### [GOAL]
Rewrite every row from the line containing "Keep to these rules. Indicate every instance of the flower stem" through the end of the rows, both ends included, and leave all text unchanged except the coordinates: add -110 to each number in the coordinate pairs.

### [DATA LINES]
--- start ---

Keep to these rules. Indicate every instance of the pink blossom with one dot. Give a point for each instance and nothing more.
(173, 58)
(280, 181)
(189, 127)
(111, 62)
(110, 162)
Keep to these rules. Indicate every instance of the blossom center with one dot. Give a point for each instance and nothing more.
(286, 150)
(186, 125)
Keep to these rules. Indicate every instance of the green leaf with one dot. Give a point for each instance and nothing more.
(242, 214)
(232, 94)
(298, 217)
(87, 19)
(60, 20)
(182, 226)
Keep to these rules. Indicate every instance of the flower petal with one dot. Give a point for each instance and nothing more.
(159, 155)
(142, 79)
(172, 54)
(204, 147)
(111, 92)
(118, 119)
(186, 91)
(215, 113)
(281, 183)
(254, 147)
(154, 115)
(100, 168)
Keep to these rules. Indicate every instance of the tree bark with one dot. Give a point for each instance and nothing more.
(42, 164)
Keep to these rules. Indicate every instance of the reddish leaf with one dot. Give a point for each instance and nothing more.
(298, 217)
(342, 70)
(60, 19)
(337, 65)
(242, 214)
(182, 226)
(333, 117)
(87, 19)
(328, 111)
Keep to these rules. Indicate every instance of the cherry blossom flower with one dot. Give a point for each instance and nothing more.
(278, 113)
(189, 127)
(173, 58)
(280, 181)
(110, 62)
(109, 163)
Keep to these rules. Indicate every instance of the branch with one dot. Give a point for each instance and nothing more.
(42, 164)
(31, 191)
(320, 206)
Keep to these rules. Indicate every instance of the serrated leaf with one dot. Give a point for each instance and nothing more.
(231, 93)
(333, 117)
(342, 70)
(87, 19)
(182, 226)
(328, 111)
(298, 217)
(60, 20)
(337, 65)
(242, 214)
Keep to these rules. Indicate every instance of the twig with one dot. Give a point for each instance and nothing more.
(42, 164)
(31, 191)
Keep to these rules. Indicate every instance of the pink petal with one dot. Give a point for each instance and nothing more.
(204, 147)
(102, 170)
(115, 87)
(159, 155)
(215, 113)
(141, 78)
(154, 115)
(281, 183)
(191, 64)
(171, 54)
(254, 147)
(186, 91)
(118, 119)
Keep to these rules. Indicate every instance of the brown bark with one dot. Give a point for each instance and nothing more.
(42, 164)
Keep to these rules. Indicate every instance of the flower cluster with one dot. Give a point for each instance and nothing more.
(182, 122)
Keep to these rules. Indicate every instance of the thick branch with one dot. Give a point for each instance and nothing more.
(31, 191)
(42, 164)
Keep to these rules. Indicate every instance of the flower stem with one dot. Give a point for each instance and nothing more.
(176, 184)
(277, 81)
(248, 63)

--- end ---

### [RESULT FOR THIS TASK]
Keep to these rules. Indicate every instance of the flower stem with one dot. Give a point for each instance and nothing more.
(66, 74)
(167, -29)
(138, -47)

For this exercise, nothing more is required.